**Selected excerpt**.
**********
A Normal Conversation
Hey.
Yeah, been a while. How’ve you been?
Right? Me too, me too.
No, uh, nothing new. Kinda the same-old, haha. You?
Oh.
Oh, yeah?
Uh-huh.
Wow.
Huh.
Russia?
Yeah, I know.
Awful, just awful.
Oh, gas prices?
No, yeah.
Totally, totally. Crazy.
Oh, yeah?
Very cool.
Supposed to be nice out next weekend, I think.
Cool, cool.
So, uh—anyways, good catchin’ up!
Lunch soon?
Definitely, definitely.
Well, see ya.
We’ll Talk About It At Dinner
Sorry for going Internet-silent on You last week, Kind Reader. I’m glad I did, though. I thought we could all use a little break after that series of misfortunate Names (Thing #4 - #7). Besides, we need to be able to spend a little time apart, don’t you think?
That silence might become more of a regularity. Or, should I say, you might be hearing less from me, in coming weeks. I don’t wanna get too clingy, is all.
For real, though. I might make this a Bi-Weekly instead of a Weekly Newsletter/Journal/Column/Internet Thing. That, or, I may make them shorter, more serial. Why?
While I do consider these Things to be Great Exercise—writing Introspective, Philosophical What-Have-Yous and Advanced (Fake) Math Equations are important muscles to flex—I’d like to spend more time writing Fiction, which is, er, more strenuous and therefore vengefully more difficult to produce at a weekly clip, at least for me today.
Transcendental Curmudgeon, Henry David Thoreau, is famously quoted: “How vain it is to sit down and write when you have not stood up to live.” If You’re going to share with me the most noble gift—that is, Your attention, Kind Reader—I want to make sure I’m bringing You something of Quality; not just good Words, but Ideas.
**********
**Problems and tasks**.
- A) Copy the newsletter word for word, between "Definitely, definitely." and "clingy, is all.", inclusive.
- B) In the newsletter, whose famous quote does the writer use?
The data that comes next is separate material and not part of the newsletter.

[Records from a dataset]
**********
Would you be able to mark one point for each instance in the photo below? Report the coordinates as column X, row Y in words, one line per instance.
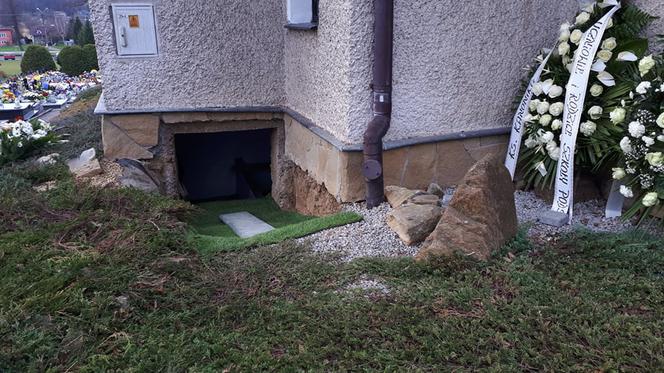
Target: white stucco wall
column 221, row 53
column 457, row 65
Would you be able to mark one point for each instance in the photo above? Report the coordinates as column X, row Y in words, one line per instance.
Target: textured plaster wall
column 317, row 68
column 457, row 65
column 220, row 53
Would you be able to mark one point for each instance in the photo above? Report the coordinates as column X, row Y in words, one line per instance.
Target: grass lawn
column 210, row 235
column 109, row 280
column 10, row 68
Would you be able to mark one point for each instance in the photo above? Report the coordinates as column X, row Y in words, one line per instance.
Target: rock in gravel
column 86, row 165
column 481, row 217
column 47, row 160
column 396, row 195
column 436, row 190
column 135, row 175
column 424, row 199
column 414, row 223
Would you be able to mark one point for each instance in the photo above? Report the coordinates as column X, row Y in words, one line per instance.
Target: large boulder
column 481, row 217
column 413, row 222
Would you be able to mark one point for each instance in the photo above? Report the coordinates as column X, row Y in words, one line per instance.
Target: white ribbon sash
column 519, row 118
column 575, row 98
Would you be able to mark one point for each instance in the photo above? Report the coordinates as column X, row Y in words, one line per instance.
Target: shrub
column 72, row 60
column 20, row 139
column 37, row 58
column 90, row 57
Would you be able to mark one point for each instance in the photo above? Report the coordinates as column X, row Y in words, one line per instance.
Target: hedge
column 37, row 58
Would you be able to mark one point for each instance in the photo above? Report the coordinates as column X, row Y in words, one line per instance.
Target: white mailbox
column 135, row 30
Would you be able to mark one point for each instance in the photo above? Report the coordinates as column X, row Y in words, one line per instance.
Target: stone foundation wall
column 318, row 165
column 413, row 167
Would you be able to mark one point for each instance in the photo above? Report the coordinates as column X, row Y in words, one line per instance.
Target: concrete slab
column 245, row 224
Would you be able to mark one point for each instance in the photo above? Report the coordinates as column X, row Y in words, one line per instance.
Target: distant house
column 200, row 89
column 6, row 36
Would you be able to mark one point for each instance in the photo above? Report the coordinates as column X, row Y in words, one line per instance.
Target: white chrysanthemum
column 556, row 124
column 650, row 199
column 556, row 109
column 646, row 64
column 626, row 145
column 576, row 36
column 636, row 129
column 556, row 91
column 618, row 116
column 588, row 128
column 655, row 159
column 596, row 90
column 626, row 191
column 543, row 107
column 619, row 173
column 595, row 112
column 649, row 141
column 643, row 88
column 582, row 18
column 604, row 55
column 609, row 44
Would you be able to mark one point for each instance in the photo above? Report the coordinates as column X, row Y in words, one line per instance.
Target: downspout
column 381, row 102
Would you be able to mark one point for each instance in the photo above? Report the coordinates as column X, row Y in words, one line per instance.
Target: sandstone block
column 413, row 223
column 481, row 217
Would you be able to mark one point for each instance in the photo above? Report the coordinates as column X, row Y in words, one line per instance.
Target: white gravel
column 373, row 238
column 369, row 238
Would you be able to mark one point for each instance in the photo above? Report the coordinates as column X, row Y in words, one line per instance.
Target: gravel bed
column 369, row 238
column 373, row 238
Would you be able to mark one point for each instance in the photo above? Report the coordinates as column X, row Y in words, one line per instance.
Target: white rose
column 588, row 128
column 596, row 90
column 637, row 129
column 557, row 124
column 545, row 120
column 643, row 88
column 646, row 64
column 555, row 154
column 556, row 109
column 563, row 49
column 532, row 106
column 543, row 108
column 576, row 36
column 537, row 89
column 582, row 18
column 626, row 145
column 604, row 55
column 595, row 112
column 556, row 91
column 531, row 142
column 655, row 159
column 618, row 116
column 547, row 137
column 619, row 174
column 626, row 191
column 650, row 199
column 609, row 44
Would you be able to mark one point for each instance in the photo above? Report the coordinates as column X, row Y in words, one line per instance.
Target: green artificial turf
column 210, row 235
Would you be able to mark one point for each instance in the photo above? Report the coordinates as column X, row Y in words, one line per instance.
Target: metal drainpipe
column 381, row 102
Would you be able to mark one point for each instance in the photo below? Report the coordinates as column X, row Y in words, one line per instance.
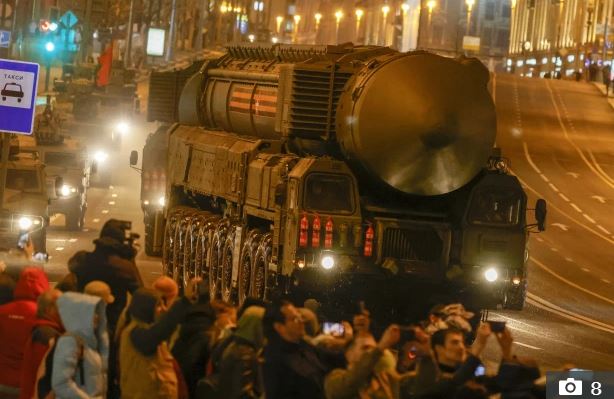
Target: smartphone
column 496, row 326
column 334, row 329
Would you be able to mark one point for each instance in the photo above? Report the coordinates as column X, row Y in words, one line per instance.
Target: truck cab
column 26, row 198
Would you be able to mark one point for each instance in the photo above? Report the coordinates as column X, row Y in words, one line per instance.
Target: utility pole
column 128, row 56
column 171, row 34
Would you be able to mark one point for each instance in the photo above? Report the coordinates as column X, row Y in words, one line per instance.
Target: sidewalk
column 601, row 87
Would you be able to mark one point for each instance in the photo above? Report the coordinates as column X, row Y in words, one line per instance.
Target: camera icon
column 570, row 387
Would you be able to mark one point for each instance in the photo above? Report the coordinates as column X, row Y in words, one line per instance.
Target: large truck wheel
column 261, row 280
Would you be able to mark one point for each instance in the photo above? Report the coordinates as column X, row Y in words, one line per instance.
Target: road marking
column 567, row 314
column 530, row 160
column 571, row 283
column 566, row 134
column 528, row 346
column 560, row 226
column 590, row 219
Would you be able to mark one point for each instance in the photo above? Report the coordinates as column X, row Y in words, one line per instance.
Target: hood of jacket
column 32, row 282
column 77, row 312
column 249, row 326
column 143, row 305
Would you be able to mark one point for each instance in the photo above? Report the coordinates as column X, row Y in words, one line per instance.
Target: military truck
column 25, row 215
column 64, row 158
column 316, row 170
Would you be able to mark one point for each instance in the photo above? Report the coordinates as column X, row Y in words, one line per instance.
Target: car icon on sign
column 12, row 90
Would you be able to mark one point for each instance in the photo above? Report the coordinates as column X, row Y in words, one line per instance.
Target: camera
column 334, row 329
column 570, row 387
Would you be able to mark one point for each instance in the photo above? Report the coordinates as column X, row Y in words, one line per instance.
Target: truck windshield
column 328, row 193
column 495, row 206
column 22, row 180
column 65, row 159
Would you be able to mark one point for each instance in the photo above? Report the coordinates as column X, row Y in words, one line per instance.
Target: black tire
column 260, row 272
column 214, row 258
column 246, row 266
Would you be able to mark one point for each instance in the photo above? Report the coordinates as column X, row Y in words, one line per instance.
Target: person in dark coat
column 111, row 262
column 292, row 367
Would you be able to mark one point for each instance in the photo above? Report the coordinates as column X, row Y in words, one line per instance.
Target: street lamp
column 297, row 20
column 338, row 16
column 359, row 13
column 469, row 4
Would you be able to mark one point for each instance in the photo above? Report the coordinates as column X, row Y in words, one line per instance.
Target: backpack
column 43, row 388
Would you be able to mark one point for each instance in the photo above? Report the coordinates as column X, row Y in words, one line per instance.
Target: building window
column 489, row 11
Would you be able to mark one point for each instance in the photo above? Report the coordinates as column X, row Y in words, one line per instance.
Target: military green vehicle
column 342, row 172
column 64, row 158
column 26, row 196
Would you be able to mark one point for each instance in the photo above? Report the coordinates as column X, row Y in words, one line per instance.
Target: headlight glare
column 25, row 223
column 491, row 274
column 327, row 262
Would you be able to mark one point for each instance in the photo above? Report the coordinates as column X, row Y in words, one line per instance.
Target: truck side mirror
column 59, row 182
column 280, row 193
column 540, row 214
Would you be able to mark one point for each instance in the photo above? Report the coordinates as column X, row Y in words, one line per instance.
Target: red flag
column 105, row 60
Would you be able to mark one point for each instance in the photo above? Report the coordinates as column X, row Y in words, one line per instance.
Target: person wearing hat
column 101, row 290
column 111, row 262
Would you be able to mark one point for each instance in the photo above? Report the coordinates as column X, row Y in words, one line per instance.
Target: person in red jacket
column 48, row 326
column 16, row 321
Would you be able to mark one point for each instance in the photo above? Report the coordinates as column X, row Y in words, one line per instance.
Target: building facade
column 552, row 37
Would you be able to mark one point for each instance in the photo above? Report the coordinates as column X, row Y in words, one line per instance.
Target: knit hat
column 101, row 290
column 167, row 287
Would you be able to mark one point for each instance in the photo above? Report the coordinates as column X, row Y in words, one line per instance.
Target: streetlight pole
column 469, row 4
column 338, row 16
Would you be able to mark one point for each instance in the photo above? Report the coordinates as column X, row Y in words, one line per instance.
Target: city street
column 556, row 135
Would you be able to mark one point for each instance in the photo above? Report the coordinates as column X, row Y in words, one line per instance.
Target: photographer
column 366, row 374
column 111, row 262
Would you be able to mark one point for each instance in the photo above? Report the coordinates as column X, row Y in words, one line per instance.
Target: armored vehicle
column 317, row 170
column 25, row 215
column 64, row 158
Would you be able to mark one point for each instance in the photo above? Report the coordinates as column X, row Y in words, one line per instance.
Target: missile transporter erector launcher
**********
**Task responses**.
- A)
Definitely, definitely.
Well, see ya.
We’ll Talk About It At Dinner
Sorry for going Internet-silent on You last week, Kind Reader. I’m glad I did, though. I thought we could all use a little break after that series of misfortunate Names (Thing #4 - #7). Besides, we need to be able to spend a little time apart, don’t you think?
That silence might become more of a regularity. Or, should I say, you might be hearing less from me, in coming weeks. I don’t wanna get too clingy, is all.

- B) Henry David Thoreau